Managing cultural complexity, 3 options courtesy of Tom Friedman, Chance the Rapper, and Maggie Siff

(Originally published Feb. 16 on Medium)

Tom Friedman was interviewed by Al Hunt on Charlie Rose Tuesday night. He was pitching his new book: Thank you for being late: An optimist’s guide to thriving in the age of accelerations. And he offered, as he always does, a modular understanding of the world.

There are, Friedman says, three things driving our acceleration. I always feel a certain ambivalence when listening to Friedman anatomize the world in this way These “modules,” let’s call them, are both disturbing and useful. Disturbing because they feel like intellectual decelerations, the world too simplified. Useful because these modules do give him coverage and breadth. And that’s the good thing about Friedman. He has a courage for coverage.

[Stored data]
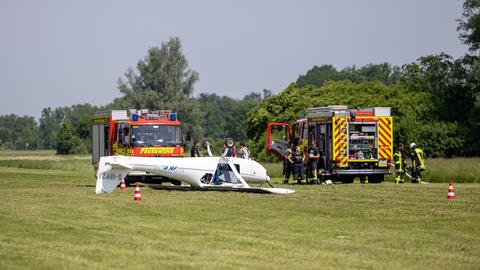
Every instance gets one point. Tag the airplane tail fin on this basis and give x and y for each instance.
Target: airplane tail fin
(109, 174)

[Task description] Pick up the essay on managing cultural complexity after its last sentence and write the next few paragraphs.

[Result of the task]
The intellectual strategy here is to “chunk” the great complexity of the world into thinkable parts. And when Friedman gives us a module, we are meant to treat this almost as a digital icon that signals the existence of an understanding more fully treated and crafted elsewhere. Take this as a placeholder, Friedman seems to be saying. (And he says this as much in manner as in content. He rushes through his exposition as if to insist that we consult the larger argument.) Still it feels sometime like a “near thing,” as the English say.

Things are more appealing when Friedman begins to put the modules together. And this he does as well as anyone. Because lots of people don’t even try. We live in our silos. We work from our silos. People ask for our advice and we proceed as if it doesn’t matter that all we know are our silos.

But of course it does matter. Especially in a world as dynamic as our present one, so filled with black swans and other disruptions. The good thing about Friedman is that he accepts that he should be talking about most everything if he wants us to take seriously his treatment of anything. Who else is doing this? Not many people. (My one complaint about Friedman coverage: not nearly enough about the cultural matters here. This is a blind spot.)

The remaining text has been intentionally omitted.